Problem description: For this exercise, reproduce each entry below exactly, excluding pictures.

Provided data:
⟨

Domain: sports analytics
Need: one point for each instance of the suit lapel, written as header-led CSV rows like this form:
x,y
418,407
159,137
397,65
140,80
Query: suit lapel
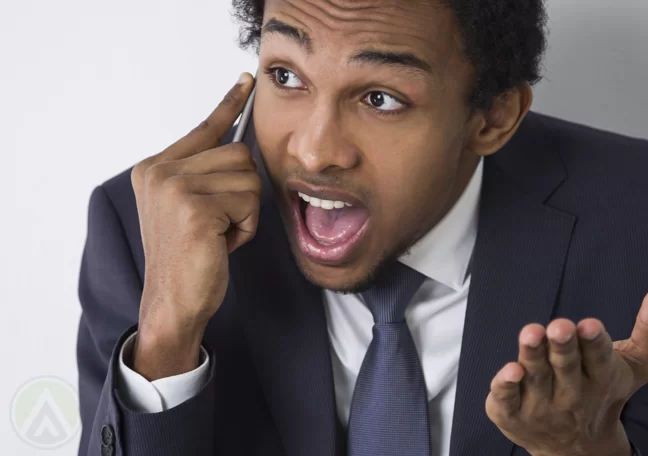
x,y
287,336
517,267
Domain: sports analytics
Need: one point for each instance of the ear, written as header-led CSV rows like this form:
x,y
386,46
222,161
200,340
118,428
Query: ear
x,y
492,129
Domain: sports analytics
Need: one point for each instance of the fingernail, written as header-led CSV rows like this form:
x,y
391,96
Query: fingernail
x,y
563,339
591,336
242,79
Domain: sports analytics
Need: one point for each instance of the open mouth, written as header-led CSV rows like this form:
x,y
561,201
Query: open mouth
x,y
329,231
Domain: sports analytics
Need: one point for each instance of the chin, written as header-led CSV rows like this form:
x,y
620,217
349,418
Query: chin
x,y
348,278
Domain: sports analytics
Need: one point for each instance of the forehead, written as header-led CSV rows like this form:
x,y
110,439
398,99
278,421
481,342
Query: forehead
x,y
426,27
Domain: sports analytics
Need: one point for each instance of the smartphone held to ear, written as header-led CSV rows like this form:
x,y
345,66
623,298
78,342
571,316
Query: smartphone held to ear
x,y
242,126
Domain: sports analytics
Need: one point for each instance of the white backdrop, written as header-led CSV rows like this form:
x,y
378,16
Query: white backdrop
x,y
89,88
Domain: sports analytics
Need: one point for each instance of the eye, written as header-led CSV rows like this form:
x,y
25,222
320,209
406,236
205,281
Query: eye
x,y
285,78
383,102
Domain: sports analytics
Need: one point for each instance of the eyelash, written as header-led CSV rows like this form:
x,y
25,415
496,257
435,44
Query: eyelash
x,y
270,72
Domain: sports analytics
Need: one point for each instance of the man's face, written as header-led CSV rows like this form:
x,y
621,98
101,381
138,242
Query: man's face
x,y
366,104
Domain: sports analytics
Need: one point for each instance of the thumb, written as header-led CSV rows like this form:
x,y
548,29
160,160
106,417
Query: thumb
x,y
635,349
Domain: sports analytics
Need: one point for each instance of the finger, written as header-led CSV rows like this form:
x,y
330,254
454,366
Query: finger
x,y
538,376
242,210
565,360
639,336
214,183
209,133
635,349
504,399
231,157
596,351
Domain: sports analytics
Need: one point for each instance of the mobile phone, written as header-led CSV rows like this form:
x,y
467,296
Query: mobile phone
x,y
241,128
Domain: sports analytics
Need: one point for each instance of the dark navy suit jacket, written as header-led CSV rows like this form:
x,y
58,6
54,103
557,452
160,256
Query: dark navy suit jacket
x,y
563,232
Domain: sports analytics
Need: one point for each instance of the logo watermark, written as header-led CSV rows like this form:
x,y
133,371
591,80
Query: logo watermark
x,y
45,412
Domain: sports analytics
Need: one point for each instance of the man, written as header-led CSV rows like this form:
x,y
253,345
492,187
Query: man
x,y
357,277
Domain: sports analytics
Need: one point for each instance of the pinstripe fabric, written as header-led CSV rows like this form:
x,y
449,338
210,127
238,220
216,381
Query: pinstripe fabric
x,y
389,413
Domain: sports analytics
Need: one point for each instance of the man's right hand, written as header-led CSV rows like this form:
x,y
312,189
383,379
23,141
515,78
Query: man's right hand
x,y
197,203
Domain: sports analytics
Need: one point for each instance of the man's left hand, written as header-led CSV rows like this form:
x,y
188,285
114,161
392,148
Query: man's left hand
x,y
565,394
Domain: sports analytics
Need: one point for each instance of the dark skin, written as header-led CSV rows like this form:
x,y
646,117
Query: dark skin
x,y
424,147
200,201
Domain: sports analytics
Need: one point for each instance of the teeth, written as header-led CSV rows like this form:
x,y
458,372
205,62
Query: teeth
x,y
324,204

⟩

Task result:
Domain: sports analytics
Need: one point for each instance of the suit lapel, written as header-led CSV rows like this form:
x,y
418,407
159,137
397,65
140,80
Query: suit lapel
x,y
287,336
517,267
Domain: sports analytics
Need: one point for each instance of the ear, written as header-led CSV rows like this form:
x,y
386,46
222,161
200,340
118,428
Query: ear
x,y
492,129
Domain: sports analytics
Need: one point for each instance of the fingernail, written as header-led CSV rows like this form:
x,y
391,96
Query: fingernail
x,y
563,339
591,336
242,79
Domain: sports analytics
Need: one point for each instance of the open mouth, written as header-led CSV rows like this form:
x,y
561,201
Query: open mouth
x,y
329,231
Domain: sports analytics
Need: one point for each instance of the chin, written as header-led CSV rows like this form:
x,y
620,217
349,418
Query: chin
x,y
348,278
Domain: sports analytics
Need: one point for each instance of the forehead, written as header-led CSV rows like this form:
x,y
110,439
398,99
278,421
481,342
Query: forehead
x,y
426,27
Domain: sports analytics
Need: one point for each instance of the smartphone held to ear, written as header-led CSV rows like this form:
x,y
345,66
623,298
78,342
571,316
Query: smartphone held to ear
x,y
242,126
Domain: sports analytics
Need: one point for each instance of the white backdrop, written as header-led CSV rows like this form:
x,y
378,16
Query: white backdrop
x,y
89,88
Domain: sports analytics
Need: one point for each instance of the eye, written as header-led CSV rows like this form:
x,y
25,222
320,209
406,236
205,281
Query: eye
x,y
285,78
383,102
Domain: sports analytics
Need: one point for each instance of the eyelash, written as header-led CSV rows like this form:
x,y
25,415
496,257
435,44
Query: eyelash
x,y
270,72
Domain: sports analytics
Need: one point for each instance of the man's face, written as header-led CSV rows like this form:
x,y
621,98
101,381
138,242
Query: man's face
x,y
366,104
Domain: sports analytics
Need: one point for each instance of the thumb, written as header-led CSV rows like this form:
x,y
548,29
160,160
106,417
Query: thumb
x,y
635,349
Domain: sports analytics
Need: one point for each instance of the finger, written as header-led CSV rows like this form:
x,y
330,254
454,366
Query: finger
x,y
538,376
242,210
565,360
639,336
214,183
209,133
635,349
504,399
231,157
596,351
Domain: sports analytics
Need: one point for each instance of the mobile phone, written as header-led CSV rows like this form:
x,y
467,296
Query: mobile phone
x,y
241,128
Domain: sports analytics
Need: one point for each instance of the dark navy suit jacket, written as header-led CSV rows like this form:
x,y
58,6
54,103
557,452
160,256
Query: dark navy suit jacket
x,y
563,232
Domain: sports analytics
Need: one point for each instance of the logo watermark, written as header-led CSV rows like this form:
x,y
133,371
591,80
Query: logo watermark
x,y
45,412
Domain: sports analytics
Need: one point for each instance of the man, written as header-led CSV rows like this form:
x,y
253,345
492,187
Query: man
x,y
357,277
Domain: sports analytics
Need: one point for each instance of the pinstripe fabric, written as header-led CSV rows like this form:
x,y
449,338
210,127
238,220
216,381
Query: pinstripe fabric
x,y
389,413
Domain: sports analytics
Need: one point for each instance of the man's right hand, written as header-led CSV rows like this form:
x,y
312,189
383,379
23,141
515,78
Query: man's right hand
x,y
197,203
Domain: sports analytics
Need: one point for each instance of the man's left hand, written as header-led CSV rows like this form:
x,y
188,285
114,161
392,148
Query: man's left hand
x,y
565,394
Domain: sports analytics
Need: one point for each instance of the dark skin, written as header-led CSV rows like this form:
x,y
646,117
Query: dark skin
x,y
424,147
200,201
Domain: sports analytics
Need: one point for each instance of the teeth, written as header-led CSV rows like this form:
x,y
458,372
205,62
Query: teeth
x,y
324,204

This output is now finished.